Collect every line in the records below that contains the word "white" and copy each one out. Uppercase and lowercase count as different letters.
── Data
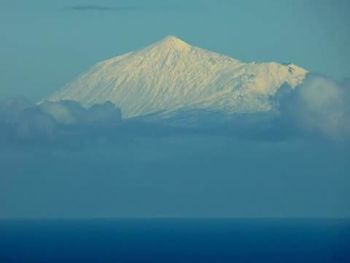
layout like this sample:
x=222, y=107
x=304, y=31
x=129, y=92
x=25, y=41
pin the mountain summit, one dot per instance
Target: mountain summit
x=172, y=75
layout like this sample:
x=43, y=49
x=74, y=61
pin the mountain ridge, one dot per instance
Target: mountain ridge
x=172, y=75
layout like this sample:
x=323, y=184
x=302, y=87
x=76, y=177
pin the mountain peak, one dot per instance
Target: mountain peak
x=173, y=42
x=171, y=75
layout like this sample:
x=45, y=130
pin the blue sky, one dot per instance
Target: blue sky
x=295, y=164
x=45, y=44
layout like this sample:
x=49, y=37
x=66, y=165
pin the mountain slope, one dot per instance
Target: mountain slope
x=171, y=75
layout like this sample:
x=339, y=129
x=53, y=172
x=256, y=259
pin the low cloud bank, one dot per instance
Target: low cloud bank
x=318, y=108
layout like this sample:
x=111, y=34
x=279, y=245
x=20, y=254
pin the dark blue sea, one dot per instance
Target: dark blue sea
x=175, y=240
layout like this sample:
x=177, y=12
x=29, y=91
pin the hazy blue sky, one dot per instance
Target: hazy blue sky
x=293, y=164
x=44, y=44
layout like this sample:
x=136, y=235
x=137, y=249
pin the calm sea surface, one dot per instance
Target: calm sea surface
x=165, y=240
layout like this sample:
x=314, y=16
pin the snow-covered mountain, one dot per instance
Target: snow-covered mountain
x=171, y=76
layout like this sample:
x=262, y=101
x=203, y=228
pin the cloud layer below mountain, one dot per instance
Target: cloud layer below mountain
x=63, y=160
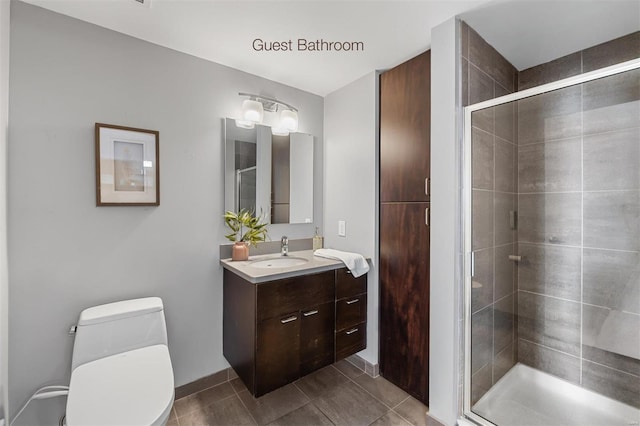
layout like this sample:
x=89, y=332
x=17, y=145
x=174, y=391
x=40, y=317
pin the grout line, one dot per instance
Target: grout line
x=610, y=309
x=301, y=391
x=611, y=368
x=205, y=406
x=405, y=419
x=550, y=296
x=581, y=223
x=590, y=191
x=550, y=348
x=401, y=402
x=245, y=405
x=372, y=395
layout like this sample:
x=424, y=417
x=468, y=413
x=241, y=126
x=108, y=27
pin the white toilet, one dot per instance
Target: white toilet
x=121, y=371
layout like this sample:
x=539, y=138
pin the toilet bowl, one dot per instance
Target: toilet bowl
x=121, y=368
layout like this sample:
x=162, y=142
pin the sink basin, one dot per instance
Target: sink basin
x=278, y=262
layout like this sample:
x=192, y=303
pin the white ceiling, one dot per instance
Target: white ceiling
x=223, y=32
x=532, y=32
x=526, y=32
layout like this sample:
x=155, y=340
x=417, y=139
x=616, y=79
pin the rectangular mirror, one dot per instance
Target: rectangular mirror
x=269, y=174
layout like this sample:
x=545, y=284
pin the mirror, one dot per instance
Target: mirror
x=269, y=173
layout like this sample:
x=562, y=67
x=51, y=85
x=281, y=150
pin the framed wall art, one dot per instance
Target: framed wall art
x=127, y=166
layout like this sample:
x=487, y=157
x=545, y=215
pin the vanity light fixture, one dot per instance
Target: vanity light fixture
x=253, y=112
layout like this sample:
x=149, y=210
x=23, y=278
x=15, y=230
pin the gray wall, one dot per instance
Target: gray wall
x=65, y=253
x=4, y=283
x=350, y=184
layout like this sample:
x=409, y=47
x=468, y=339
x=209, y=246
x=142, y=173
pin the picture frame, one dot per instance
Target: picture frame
x=127, y=166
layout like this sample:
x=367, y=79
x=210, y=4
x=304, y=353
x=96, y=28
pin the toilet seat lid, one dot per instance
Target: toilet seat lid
x=130, y=388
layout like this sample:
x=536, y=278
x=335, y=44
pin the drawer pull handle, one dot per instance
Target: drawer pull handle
x=291, y=318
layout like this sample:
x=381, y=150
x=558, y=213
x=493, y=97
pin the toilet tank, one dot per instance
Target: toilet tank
x=118, y=327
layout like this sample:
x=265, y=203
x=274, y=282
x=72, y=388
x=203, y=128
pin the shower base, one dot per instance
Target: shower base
x=525, y=396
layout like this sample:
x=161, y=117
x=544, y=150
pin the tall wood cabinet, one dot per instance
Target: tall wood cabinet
x=405, y=112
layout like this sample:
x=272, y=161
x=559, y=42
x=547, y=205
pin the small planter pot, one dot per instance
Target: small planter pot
x=240, y=251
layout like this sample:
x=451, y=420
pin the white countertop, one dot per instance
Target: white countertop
x=258, y=275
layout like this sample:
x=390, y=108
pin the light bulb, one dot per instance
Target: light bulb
x=252, y=111
x=289, y=120
x=279, y=131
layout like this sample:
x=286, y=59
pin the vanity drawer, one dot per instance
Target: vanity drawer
x=278, y=297
x=347, y=285
x=350, y=311
x=351, y=340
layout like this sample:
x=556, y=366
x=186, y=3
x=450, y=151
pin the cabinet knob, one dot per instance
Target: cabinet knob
x=289, y=319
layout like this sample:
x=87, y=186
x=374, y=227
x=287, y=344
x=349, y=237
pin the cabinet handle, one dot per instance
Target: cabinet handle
x=291, y=318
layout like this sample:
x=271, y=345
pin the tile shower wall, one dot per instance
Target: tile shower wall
x=579, y=223
x=487, y=75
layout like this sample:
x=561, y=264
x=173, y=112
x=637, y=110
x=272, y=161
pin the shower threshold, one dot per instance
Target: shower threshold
x=526, y=396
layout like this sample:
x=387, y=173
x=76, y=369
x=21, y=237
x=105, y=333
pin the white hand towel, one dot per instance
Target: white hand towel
x=356, y=263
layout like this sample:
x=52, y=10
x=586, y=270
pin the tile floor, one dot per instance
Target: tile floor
x=340, y=394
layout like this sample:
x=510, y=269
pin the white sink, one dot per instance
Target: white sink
x=278, y=262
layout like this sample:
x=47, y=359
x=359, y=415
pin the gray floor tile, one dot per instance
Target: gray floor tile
x=228, y=411
x=202, y=399
x=306, y=415
x=350, y=405
x=414, y=411
x=348, y=369
x=238, y=385
x=384, y=390
x=275, y=404
x=319, y=382
x=391, y=419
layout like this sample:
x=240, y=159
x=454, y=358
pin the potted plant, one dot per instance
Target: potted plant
x=246, y=228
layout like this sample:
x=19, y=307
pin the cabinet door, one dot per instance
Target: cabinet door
x=316, y=337
x=351, y=311
x=404, y=297
x=405, y=126
x=275, y=298
x=277, y=352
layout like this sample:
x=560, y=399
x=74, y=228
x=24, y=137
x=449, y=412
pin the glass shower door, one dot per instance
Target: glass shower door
x=553, y=306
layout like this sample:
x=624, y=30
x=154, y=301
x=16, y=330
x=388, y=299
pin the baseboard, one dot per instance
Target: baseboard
x=370, y=369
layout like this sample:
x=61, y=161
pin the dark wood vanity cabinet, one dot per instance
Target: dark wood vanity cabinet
x=351, y=313
x=277, y=331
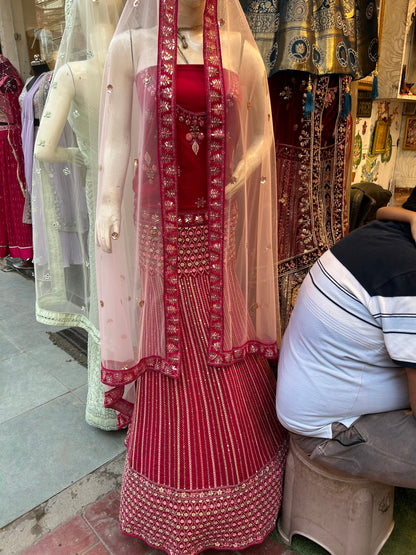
────
Completed task ->
pin the white toilet, one dot per instance
Target: white toilet
pin the white ceiling, one dot per instance
Target: white ceiling
pin the white countertop, one dot per instance
Target: white countertop
pin the white hand towel, one dot per instance
Target: white hand towel
pin the white sink, one dot per instance
Target: white sink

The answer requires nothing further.